Scan the entries below for the string "order" and copy every line where it turns up.

## Records shown
== == ==
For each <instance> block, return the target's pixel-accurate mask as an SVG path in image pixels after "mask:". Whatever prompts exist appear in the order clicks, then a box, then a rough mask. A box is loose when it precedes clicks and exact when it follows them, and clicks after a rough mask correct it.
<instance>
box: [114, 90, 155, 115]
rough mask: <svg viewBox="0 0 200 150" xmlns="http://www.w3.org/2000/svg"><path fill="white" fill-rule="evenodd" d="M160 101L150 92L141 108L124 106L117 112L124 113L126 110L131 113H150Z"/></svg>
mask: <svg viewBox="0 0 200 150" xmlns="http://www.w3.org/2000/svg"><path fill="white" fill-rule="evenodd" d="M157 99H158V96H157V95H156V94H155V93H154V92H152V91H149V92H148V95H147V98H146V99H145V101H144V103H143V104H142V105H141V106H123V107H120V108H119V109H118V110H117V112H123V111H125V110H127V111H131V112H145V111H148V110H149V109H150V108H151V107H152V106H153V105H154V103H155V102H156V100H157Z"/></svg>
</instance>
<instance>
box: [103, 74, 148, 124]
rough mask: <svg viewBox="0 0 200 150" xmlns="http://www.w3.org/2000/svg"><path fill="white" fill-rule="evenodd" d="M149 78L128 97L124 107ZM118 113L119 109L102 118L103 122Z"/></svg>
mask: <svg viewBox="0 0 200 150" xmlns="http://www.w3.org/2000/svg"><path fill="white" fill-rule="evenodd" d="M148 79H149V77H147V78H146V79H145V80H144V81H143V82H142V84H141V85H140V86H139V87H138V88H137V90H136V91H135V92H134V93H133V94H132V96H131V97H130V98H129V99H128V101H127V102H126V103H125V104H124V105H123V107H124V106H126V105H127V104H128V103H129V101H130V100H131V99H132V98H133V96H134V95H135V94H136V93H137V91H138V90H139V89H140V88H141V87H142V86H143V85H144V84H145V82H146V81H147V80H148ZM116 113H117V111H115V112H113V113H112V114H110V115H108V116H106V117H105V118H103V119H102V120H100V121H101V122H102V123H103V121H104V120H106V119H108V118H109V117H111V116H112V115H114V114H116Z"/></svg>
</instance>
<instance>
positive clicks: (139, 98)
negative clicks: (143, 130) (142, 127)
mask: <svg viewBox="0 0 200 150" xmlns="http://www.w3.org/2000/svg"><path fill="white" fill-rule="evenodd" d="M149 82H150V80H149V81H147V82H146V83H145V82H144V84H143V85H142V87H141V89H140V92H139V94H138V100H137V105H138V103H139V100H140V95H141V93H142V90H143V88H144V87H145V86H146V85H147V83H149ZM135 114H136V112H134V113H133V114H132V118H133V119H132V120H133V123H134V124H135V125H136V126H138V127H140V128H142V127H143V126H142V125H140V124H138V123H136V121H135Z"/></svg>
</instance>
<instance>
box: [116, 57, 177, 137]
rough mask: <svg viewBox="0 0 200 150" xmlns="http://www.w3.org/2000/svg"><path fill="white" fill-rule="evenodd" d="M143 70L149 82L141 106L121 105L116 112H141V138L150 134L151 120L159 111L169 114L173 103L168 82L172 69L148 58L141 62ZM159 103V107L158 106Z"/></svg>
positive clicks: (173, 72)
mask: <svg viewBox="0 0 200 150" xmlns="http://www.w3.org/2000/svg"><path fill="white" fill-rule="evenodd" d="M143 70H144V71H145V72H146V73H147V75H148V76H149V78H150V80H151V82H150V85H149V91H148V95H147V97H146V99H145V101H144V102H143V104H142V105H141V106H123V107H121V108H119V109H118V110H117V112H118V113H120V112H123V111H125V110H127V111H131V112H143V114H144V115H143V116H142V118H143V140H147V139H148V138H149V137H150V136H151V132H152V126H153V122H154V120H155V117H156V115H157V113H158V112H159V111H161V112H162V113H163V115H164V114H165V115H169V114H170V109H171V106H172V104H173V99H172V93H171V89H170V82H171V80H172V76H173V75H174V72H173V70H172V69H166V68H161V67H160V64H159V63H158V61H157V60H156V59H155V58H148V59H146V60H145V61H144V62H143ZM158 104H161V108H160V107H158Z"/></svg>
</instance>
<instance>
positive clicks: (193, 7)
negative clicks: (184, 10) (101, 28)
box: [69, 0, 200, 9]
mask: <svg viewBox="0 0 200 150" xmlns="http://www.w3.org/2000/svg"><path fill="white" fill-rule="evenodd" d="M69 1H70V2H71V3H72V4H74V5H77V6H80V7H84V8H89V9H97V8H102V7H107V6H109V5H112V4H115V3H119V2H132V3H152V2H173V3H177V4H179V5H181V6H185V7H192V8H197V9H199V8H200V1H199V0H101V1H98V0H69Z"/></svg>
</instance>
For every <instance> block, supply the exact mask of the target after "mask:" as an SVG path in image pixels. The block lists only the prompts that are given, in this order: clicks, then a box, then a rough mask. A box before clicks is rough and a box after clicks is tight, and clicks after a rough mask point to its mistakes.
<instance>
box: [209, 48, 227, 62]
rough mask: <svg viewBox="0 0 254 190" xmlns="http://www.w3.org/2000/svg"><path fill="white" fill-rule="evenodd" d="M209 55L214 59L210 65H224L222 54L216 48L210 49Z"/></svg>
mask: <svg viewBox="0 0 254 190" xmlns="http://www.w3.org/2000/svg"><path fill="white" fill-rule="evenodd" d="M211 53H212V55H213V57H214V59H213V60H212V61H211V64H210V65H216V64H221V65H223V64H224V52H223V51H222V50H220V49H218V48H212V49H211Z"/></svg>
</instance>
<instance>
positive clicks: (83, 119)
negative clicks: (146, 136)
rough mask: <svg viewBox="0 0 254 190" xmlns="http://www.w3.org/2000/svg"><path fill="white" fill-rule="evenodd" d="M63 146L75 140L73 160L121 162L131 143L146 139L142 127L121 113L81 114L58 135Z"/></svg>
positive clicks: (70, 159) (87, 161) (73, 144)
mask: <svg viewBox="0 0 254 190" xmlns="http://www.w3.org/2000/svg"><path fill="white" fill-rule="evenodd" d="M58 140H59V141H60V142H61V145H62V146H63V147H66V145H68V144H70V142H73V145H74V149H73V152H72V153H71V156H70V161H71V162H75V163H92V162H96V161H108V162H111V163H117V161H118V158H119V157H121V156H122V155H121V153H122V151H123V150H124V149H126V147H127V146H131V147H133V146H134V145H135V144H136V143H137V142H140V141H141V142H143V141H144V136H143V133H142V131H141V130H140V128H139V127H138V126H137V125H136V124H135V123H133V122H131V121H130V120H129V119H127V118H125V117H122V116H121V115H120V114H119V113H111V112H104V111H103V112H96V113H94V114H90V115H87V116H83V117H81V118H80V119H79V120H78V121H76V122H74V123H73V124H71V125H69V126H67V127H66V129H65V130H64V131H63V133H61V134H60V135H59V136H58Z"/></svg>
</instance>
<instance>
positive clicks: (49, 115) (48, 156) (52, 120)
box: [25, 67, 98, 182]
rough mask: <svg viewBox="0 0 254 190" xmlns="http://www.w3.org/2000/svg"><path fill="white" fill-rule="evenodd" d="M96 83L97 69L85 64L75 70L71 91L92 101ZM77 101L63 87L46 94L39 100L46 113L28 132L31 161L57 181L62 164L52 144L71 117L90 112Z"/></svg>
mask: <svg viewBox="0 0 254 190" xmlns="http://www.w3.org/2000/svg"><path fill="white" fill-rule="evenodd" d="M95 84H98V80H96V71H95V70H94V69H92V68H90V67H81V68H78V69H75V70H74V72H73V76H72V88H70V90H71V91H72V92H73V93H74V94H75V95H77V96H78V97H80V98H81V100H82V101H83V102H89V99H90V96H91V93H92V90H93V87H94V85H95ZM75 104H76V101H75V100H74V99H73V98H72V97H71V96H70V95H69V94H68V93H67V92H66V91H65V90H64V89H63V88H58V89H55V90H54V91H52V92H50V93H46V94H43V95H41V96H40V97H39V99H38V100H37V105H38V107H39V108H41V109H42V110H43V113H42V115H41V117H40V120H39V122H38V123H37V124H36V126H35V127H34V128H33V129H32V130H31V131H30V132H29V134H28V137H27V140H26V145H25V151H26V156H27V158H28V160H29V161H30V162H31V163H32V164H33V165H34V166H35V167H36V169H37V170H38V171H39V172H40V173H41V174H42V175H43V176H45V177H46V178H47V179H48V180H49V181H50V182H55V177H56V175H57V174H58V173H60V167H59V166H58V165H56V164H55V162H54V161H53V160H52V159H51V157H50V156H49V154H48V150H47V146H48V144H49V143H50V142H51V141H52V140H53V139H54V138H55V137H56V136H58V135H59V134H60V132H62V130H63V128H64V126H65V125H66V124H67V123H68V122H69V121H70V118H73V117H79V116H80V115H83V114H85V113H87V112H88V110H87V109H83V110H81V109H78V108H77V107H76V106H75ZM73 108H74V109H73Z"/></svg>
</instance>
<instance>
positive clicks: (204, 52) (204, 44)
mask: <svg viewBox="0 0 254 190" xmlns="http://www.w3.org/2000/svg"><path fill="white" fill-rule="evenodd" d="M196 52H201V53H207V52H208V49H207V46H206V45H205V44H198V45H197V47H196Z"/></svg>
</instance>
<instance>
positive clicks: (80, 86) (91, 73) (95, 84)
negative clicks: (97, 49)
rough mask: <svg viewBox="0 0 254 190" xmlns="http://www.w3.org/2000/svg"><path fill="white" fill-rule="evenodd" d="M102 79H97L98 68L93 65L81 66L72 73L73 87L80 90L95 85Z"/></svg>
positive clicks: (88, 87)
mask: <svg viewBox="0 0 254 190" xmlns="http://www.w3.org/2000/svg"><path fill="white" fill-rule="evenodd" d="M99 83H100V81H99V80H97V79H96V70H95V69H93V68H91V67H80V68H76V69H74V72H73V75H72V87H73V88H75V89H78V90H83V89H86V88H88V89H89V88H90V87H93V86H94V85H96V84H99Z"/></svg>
== == ==
## Result of this exercise
For each <instance> block, return the target's pixel-accurate mask as an SVG path in image pixels after "mask:". Whatever prompts exist appear in the order clicks, then a box, then a rough mask. A box is loose when it precedes clicks and exact when it follows them, and clicks after a rough mask correct it.
For every <instance> block, supply the exact mask of the target after "mask:" as an SVG path in image pixels. The block lists only the prompts that are given, in this order: clicks, then a box, then a rough mask. A box before clicks is rough and a box after clicks is tight, and clicks after a rough mask point to its mistakes.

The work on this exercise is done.